The task :: Please copy the social media addiction text starting with "It has been" and going on through "one to break.", substituting "timeline" for each "newsfeed".

Exercise passage ::
+++++
It has been known for some time the oddly addictive nature that social media can have. Due to an explosion of social media popularity in the past decades, users all over the world have been experiencing this unexpected effect to varying degrees. Mobile devices have made it incredibly easy for users to access their social media accounts and this seems to only exacerbate the problem of social media addiction. The habit that can be built by being able to easily check your newsfeed literally at any moment of the day can be a particularly difficult one to break.
The widespread popularity of social media and the almost equally widespread symptoms of social media addiction have lead researchers to conduct numerous psychological studies that provide a rather comprehensive view of the problem that has developed as social media addiction.
A notable example is the website 99 Days of Freedom, which encourages users to sign up for their “experiment” that involves essentially boycotting Facebook for 99 days. The findings of the 99 Days experiment have been so interesting that Cornell University used data it collected to analyze this difficulty users have when trying to quit social media. The study even coined the term “social media reversion” to describe this failure to stop Facebooking. The data provided by 99 Days has consistently shown that many users who wanted to, fully intended and believed they could quit were ultimately unable to stop for more than just a few days.
What may be even more interesting, and perhaps unsettling, is what 99 Days of Freedom claims to be responding to directly. That is, Facebook’s apparently clandestine experiment to intentionally manipulate the emotions of its users without their knowledge or official consent. The incident from 2014 involved Facebook admission of studying the effect that occurred when reducing user’s exposure to their friend’s positive or negative posts and seeing the correlating effect in the user’s own feed.
Not surprisingly, Facebook discovered that people who viewed predominantly negative posts tended to post more negatively and vice versa. What perhaps they didn’t anticipate, though undoubtedly should have, was that users responded especially negatively to major conglomerates messing with their personal lives for the sake of curiosity.
This incident, which sparked a backlash of controversy at the time, seems curiously relevant once again in the post-Trump world of 2017. Whether for or against the newly elected president, nobody can deny the powerful role social media played in his election. It is clear to see how engrained social media has become in our culture and the powerful effect it can have to influence our lives, both private and public.
How to Quit?
Replace the habit
Like any addiction, quitting social media could prove to be a challenge for anyone. Mostly this is because it has simply become a habit in your daily life. This is similar to a problem cigarette smokers face in addition to the nicotine craving. Stepping away from a mundane task to clear your head and get a fix is as refreshing and addictive as the fix itself.
This isn’t any different with social media. You have time to kill so you check your newsfeed or you take a break from work to do the same. So one of the first steps you can take is find some other way to clear your head. If you like using your phone, download a fun game from the app store. Or just get up and walk around for a minute if you can.
Replace the fix
The next thing you can do is replace the “fix”. In the case of cigarettes, it’s nicotine. In the case of social media, it’s just simply human interaction. Social media makes human interaction particularly easy because it seems to be always within reach. Of course, that is ultimately the source of the problem. It is too easy to interact and people with social media addictions tend to overshare. Keep that in mind because that will motivate you to avoid the problem altogether and focus more on actual, real human interaction or activities that make you feel like you are making progress in your life.
+++++
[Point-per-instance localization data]
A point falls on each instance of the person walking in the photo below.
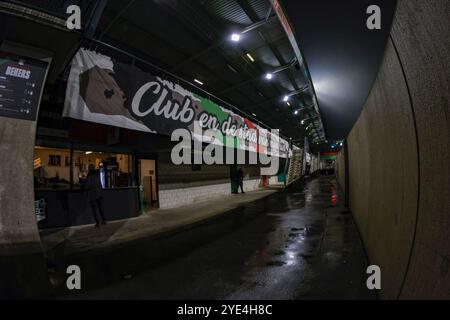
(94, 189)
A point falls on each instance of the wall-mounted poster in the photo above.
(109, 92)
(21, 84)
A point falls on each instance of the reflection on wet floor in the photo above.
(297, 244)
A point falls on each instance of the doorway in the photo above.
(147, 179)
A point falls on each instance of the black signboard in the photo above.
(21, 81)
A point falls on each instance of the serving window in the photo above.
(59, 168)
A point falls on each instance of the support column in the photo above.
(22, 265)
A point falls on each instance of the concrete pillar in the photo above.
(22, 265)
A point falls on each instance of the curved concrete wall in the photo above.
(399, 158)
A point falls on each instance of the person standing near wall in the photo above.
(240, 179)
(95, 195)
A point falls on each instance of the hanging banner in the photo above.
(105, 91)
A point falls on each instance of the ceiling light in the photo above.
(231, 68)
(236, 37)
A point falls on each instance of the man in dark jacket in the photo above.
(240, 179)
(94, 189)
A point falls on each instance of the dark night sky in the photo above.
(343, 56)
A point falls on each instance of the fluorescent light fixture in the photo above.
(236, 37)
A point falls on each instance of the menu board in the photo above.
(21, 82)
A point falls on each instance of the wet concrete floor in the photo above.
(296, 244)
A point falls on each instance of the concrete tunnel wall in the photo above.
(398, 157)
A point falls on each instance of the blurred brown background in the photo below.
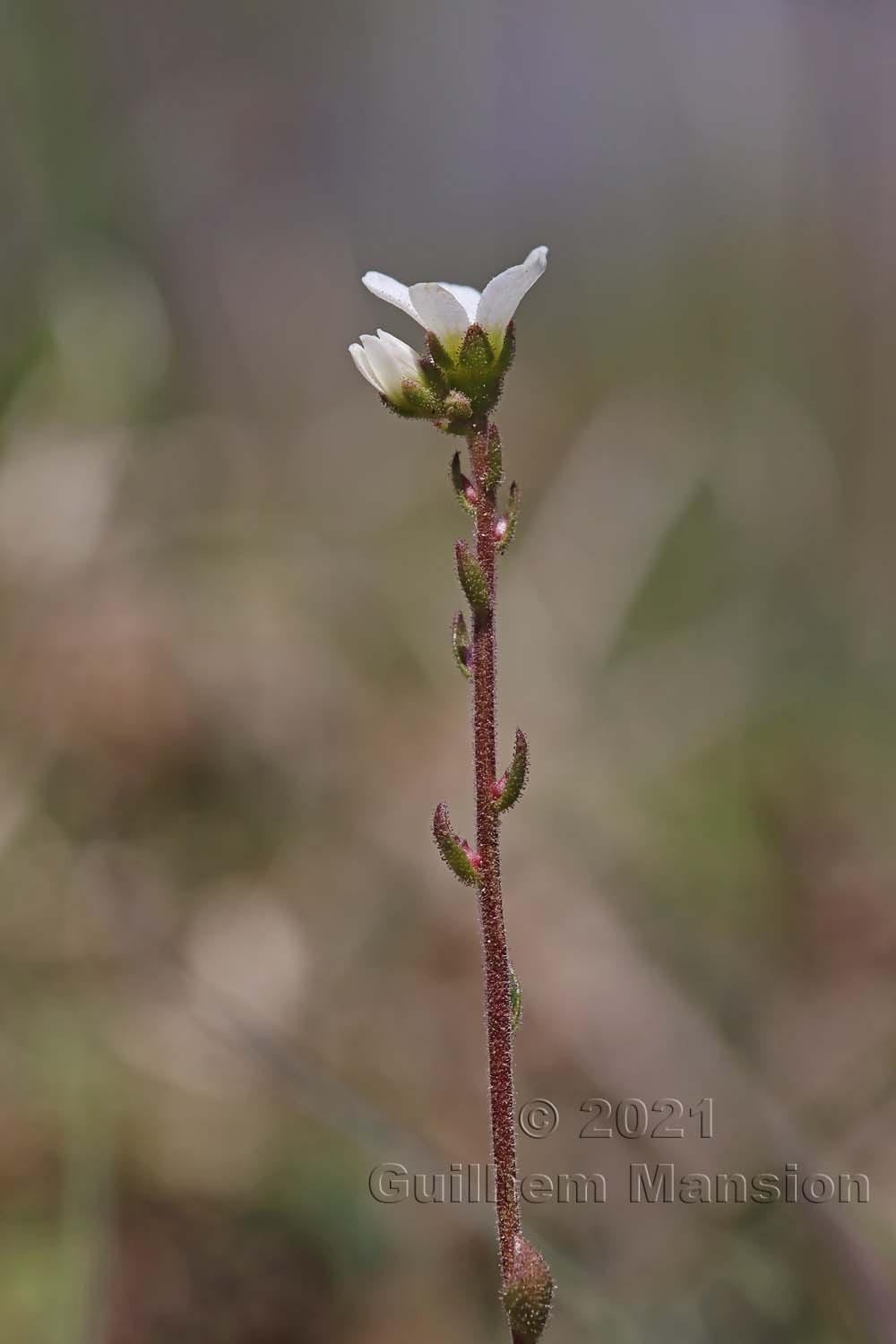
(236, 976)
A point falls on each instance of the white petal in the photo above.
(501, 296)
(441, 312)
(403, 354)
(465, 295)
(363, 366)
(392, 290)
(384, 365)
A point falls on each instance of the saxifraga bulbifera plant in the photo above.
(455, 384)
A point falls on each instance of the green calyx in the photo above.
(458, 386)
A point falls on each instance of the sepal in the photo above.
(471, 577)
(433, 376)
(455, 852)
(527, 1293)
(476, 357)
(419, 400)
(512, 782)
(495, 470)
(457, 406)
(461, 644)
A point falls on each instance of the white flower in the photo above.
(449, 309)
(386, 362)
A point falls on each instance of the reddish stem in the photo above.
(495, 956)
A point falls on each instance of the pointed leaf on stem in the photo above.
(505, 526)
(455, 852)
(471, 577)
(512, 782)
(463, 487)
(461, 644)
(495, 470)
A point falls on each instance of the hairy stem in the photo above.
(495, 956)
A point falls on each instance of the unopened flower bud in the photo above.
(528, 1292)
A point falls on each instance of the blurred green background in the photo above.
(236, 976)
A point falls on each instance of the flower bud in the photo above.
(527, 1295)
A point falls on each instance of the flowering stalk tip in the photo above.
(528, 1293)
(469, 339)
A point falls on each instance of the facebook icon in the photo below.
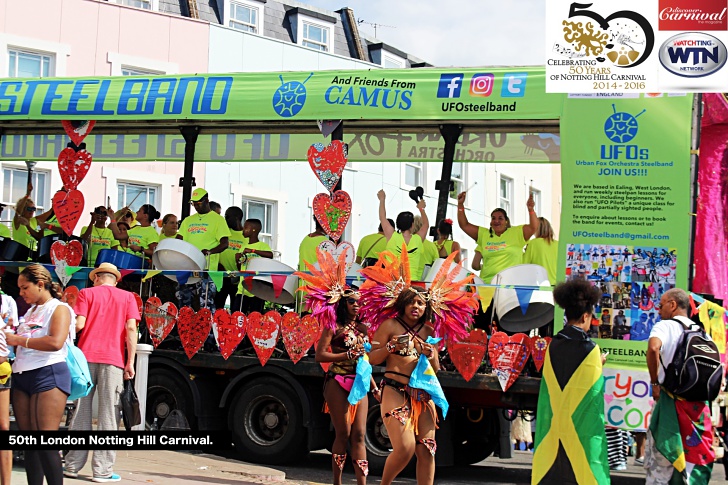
+++++
Exercise response ::
It has been known for some time the oddly addictive nature that social media can have. Due to an explosion of social media popularity in the past decades, users all over the world have been experiencing this unexpected effect to varying degrees. Mobile devices have made it incredibly easy for users to access their social media accounts and this seems to only exacerbate the problem of social media addiction. The habit that can be built by being able to easily check your timeline literally at any moment of the day can be a particularly difficult one to break.